#### [Exercise directions]
Collect each line of the records below that contains the string "note" and copy those lines out in full. Case matters.

:: Source material ::

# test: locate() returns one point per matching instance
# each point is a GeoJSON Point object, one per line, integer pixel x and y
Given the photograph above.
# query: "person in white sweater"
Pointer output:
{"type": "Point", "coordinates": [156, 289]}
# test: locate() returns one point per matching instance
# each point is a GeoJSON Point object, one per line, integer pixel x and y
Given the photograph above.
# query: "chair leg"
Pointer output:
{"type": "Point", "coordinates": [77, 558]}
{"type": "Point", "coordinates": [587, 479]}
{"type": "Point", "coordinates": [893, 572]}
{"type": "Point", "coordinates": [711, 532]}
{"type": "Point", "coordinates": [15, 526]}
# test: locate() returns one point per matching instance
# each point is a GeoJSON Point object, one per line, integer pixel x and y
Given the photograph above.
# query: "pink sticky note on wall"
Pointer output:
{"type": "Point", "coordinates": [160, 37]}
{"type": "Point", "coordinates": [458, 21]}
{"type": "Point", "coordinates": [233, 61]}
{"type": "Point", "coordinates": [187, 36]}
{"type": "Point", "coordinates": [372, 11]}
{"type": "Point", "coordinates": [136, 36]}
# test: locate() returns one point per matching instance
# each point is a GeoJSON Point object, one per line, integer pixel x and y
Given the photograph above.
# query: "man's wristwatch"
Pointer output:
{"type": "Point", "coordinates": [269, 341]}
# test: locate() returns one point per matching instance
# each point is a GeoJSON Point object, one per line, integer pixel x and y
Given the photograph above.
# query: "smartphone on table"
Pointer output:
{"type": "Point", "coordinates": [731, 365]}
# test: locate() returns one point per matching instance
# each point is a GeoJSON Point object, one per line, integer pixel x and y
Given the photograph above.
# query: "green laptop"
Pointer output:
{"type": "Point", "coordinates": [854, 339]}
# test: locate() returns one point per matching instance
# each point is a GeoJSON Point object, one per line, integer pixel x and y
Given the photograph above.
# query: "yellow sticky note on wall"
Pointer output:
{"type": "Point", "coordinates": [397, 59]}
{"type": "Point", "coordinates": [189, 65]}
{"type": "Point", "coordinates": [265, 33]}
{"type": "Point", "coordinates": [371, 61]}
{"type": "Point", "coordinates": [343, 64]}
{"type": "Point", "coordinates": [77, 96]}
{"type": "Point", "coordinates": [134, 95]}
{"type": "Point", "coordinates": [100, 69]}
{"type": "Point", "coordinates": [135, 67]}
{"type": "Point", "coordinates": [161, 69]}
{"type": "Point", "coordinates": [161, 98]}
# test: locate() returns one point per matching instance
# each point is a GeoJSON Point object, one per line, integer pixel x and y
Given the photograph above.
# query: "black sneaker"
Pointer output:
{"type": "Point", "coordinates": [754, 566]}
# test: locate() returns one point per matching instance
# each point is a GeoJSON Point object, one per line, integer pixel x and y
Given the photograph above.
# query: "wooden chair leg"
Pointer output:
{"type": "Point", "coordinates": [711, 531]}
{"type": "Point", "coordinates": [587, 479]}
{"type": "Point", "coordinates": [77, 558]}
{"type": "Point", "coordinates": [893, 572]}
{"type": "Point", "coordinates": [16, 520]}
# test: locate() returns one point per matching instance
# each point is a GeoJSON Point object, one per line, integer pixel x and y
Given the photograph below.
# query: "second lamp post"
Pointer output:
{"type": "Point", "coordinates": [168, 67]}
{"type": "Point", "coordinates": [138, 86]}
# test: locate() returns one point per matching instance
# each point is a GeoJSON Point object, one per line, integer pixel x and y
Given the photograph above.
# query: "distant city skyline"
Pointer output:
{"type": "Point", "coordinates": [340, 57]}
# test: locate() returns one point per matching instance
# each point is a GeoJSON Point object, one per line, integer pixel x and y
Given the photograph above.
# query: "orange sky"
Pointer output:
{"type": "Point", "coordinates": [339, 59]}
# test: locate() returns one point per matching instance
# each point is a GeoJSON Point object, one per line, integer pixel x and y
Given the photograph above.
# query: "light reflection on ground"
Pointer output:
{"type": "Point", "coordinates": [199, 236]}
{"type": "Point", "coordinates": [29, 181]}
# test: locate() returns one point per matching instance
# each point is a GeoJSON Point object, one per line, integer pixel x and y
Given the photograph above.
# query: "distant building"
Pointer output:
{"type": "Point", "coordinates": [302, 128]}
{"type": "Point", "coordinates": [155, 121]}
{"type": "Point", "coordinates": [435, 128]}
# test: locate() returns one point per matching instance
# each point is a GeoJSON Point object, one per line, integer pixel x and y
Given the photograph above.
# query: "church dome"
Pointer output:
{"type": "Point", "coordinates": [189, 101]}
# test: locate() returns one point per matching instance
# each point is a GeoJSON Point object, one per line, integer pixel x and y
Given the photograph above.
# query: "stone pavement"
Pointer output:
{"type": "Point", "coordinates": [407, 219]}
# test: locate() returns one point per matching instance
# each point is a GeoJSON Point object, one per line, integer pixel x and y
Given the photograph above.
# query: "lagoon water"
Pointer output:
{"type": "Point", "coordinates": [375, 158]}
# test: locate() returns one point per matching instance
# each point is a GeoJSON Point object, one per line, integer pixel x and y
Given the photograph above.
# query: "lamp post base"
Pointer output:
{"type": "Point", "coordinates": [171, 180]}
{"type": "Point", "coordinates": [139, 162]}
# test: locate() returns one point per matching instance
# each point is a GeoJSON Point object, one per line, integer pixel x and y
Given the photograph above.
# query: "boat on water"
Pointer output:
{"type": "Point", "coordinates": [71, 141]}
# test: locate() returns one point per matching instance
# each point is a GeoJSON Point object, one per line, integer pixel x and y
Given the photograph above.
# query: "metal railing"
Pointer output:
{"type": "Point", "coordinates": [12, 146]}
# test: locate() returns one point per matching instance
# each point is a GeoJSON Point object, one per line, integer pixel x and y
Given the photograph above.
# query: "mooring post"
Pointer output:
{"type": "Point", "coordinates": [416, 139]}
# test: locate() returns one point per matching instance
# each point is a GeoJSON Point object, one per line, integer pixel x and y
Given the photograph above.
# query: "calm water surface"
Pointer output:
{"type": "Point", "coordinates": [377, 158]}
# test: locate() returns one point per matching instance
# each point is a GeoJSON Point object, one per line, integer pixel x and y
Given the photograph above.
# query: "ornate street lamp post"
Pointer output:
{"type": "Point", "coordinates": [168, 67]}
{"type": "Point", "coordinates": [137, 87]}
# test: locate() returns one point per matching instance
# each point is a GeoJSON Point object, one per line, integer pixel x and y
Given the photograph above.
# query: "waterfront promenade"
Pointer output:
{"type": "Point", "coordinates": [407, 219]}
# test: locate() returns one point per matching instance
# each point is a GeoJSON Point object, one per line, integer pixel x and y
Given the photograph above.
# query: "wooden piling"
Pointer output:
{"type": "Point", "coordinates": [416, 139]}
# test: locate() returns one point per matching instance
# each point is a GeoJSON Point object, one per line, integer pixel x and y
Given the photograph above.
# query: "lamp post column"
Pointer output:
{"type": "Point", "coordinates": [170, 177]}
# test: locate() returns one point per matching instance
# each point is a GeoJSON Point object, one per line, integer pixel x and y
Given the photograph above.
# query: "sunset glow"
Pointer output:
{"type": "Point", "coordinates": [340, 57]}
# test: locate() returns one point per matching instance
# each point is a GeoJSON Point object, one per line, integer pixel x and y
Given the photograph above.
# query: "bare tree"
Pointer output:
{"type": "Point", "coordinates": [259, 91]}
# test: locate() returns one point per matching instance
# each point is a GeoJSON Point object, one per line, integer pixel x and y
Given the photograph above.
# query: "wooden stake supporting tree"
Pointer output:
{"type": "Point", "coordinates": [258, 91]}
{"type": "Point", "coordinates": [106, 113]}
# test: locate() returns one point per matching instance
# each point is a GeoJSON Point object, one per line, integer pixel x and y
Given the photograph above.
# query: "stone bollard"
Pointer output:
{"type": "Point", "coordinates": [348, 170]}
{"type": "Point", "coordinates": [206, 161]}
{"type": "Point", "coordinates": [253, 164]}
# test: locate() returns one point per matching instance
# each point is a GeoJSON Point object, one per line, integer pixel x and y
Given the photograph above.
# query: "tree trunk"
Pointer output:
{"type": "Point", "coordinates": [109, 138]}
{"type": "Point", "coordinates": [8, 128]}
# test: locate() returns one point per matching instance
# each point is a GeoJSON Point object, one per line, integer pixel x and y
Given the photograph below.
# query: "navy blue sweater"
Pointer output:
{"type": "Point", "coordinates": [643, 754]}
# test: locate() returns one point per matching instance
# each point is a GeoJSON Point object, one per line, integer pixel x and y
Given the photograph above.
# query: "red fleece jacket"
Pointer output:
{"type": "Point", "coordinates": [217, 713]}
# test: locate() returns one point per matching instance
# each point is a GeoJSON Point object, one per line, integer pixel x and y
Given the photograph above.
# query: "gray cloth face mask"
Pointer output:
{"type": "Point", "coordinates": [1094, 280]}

:::

#### [Exercise result]
# query: "pink sticky note on wall"
# query: "yellow sticky note on wall"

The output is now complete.